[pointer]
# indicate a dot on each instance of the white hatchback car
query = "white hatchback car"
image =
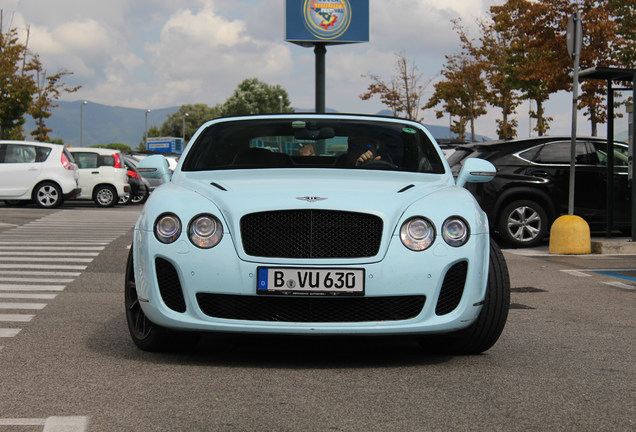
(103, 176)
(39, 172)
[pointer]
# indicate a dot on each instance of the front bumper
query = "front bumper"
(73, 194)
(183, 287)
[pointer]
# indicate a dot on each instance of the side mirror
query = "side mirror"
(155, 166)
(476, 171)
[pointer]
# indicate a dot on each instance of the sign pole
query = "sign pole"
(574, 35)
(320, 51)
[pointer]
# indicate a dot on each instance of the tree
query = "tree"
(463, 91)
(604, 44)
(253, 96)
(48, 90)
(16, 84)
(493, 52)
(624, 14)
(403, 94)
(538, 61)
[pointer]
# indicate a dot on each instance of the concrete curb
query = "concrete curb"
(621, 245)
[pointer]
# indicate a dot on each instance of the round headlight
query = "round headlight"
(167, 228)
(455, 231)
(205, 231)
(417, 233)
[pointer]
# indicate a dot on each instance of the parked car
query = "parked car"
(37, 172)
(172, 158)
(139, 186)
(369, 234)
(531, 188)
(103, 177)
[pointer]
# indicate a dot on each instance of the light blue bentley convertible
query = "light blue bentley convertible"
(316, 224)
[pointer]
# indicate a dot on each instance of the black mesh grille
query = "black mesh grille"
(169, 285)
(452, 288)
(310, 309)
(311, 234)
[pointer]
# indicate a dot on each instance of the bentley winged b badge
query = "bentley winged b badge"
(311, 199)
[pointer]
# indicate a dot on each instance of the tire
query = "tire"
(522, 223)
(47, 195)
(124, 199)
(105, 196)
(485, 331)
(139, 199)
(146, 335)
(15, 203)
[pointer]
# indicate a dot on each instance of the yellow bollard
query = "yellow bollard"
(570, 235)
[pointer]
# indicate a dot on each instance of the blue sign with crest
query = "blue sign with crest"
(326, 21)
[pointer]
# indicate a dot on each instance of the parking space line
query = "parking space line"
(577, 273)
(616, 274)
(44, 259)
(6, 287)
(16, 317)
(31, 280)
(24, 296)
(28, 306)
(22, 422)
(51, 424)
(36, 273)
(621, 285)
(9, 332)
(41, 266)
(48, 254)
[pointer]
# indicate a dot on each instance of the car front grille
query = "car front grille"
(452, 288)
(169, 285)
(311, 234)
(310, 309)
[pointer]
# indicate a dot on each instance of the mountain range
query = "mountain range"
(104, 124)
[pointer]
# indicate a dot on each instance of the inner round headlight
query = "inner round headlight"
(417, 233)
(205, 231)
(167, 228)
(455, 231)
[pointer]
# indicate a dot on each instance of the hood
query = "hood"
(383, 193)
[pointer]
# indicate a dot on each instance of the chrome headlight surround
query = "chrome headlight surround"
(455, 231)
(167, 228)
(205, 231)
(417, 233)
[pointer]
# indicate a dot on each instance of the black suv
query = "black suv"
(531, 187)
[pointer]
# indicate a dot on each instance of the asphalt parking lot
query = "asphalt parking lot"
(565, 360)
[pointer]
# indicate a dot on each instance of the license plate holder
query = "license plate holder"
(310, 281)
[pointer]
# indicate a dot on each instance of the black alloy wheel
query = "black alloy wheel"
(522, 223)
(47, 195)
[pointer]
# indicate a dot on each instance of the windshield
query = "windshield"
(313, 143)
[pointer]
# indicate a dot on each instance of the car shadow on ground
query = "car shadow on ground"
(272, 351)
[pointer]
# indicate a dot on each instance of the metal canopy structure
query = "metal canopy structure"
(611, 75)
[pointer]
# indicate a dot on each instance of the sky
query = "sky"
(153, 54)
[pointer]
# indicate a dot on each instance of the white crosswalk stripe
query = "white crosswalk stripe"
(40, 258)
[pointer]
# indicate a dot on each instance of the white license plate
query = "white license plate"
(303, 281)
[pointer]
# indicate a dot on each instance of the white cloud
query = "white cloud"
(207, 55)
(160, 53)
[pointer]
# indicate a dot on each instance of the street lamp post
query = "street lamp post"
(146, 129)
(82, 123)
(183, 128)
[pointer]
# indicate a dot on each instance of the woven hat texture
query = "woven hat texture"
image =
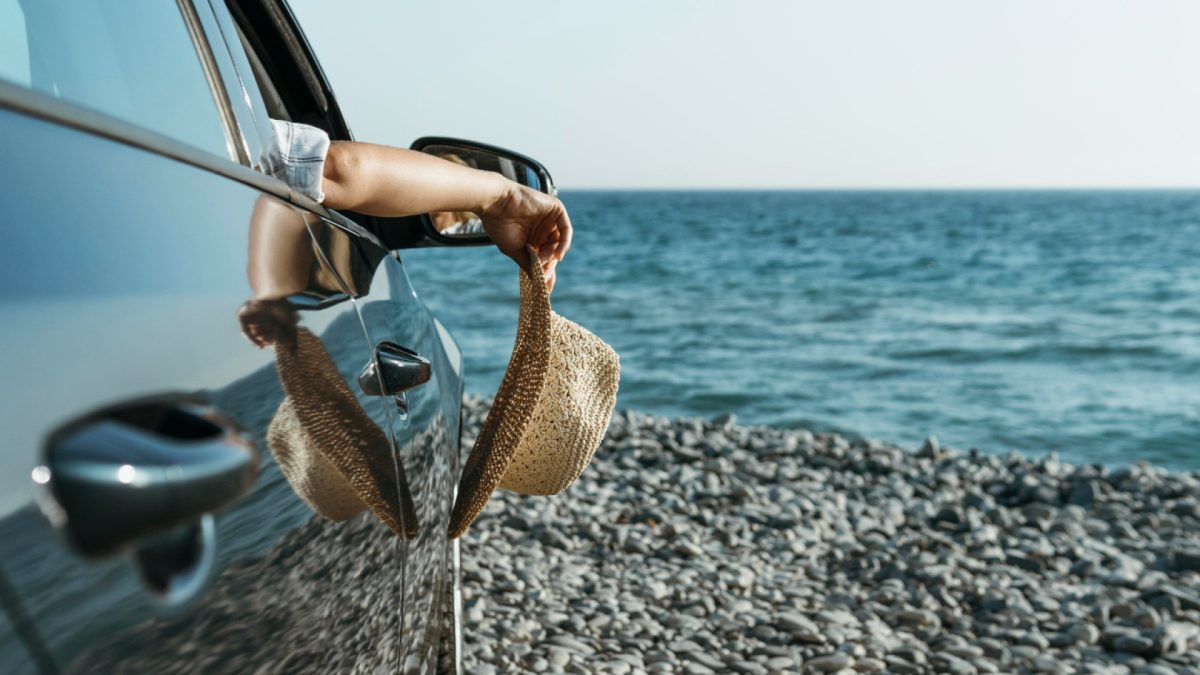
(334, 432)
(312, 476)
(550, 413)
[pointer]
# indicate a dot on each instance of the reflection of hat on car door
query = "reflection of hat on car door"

══════

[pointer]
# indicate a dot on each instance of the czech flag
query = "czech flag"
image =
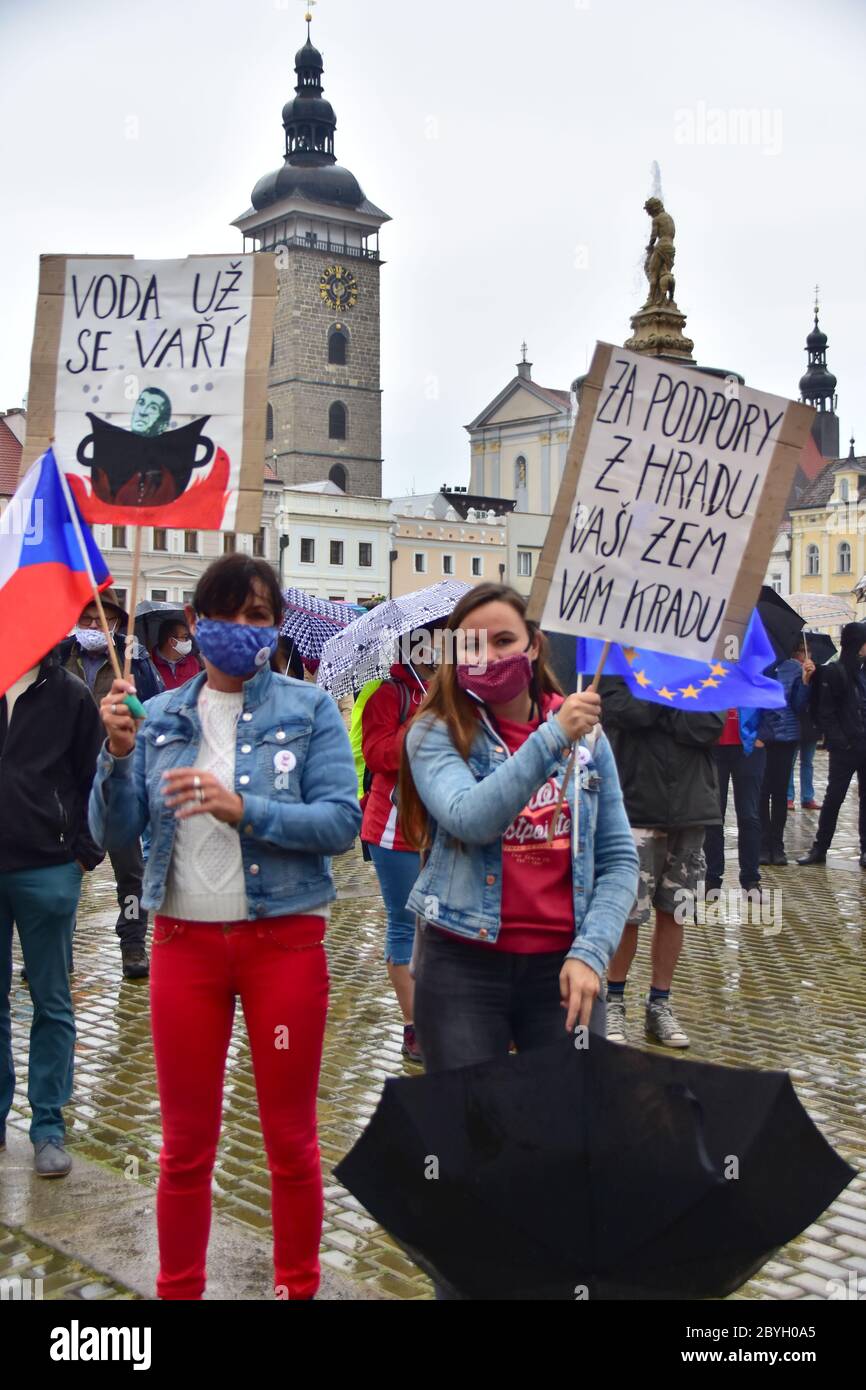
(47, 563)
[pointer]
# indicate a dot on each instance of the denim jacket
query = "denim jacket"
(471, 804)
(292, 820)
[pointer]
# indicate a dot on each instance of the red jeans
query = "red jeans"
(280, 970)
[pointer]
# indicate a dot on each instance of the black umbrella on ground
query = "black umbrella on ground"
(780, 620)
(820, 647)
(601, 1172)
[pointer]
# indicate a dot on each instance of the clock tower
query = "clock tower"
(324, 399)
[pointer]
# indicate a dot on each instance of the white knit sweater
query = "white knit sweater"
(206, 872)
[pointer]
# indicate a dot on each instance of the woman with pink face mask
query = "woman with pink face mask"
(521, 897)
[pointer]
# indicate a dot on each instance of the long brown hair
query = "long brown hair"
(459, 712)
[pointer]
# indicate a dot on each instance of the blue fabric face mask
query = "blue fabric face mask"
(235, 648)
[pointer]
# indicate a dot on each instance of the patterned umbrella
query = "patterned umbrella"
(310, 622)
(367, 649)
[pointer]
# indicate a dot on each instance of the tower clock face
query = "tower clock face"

══════

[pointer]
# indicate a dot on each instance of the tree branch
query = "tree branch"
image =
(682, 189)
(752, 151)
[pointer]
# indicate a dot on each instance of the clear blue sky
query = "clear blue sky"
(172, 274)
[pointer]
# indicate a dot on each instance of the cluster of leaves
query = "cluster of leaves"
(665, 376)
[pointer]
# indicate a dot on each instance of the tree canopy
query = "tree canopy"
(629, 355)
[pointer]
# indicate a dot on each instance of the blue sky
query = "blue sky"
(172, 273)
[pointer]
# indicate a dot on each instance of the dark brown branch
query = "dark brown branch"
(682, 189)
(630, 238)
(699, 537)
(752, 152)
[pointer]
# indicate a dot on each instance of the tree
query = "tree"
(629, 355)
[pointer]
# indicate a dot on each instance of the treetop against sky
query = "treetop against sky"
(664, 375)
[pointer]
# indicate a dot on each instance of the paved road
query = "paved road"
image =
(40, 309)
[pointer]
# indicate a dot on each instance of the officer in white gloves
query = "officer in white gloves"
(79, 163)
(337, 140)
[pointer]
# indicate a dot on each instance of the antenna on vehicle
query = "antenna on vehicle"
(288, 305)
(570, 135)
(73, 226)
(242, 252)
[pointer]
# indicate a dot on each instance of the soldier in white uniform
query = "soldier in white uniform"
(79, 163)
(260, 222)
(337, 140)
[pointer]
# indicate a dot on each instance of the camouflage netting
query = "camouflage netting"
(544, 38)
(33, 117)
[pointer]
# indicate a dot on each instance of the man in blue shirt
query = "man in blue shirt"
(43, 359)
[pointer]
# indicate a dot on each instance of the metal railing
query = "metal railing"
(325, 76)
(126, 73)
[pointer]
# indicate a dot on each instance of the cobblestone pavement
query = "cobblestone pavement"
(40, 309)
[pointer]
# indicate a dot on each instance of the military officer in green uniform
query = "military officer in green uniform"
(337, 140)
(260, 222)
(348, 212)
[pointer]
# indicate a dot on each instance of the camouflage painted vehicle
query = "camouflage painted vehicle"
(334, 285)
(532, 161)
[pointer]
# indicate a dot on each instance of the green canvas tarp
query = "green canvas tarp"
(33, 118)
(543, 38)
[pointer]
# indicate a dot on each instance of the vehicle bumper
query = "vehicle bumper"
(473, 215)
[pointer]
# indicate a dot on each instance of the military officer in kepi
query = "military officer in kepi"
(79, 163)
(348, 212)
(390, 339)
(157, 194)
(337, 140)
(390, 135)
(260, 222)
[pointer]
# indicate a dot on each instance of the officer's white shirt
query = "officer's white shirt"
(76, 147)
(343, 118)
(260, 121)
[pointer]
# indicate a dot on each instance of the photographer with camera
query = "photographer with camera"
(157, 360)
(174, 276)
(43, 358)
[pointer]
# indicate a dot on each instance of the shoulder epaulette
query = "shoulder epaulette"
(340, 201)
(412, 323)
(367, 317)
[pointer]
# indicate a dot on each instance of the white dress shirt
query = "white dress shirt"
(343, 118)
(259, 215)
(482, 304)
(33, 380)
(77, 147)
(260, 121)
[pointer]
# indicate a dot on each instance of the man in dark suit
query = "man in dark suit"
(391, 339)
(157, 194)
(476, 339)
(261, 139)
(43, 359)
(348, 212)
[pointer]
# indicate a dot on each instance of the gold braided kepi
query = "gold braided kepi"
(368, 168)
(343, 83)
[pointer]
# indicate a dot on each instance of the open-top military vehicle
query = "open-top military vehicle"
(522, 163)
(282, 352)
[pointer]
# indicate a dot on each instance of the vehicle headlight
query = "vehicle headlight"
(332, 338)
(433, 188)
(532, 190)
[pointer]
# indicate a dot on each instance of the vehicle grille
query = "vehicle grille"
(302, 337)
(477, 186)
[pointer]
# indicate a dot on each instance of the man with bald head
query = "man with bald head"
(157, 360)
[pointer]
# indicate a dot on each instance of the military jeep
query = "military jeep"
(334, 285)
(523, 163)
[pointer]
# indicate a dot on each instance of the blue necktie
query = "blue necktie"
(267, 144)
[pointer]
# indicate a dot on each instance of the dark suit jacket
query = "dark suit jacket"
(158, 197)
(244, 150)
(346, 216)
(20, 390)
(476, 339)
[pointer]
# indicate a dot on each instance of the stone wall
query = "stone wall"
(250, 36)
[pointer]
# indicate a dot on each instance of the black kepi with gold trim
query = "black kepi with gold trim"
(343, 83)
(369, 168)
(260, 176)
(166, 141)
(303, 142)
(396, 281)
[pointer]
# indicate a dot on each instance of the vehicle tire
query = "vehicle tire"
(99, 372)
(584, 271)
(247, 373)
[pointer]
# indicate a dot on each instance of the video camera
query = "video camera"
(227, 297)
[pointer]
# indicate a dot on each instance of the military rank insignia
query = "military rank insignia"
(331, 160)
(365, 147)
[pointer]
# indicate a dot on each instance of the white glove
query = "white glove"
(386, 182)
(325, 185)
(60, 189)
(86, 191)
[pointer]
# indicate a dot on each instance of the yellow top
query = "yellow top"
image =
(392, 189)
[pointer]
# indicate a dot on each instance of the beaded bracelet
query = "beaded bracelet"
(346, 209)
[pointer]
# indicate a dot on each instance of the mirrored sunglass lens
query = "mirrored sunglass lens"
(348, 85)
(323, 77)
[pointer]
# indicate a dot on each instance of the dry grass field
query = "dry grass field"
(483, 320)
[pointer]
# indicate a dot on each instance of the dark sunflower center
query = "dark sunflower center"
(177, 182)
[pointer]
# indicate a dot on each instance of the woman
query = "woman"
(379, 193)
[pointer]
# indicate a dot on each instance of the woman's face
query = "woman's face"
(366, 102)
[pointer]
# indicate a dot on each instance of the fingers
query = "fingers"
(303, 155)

══════

Work to be completed
Go through the entries and return each line where the word "hatchback" occurs.

Completed exercise
# indicate a dot on each instance of the white hatchback car
query = "white hatchback car"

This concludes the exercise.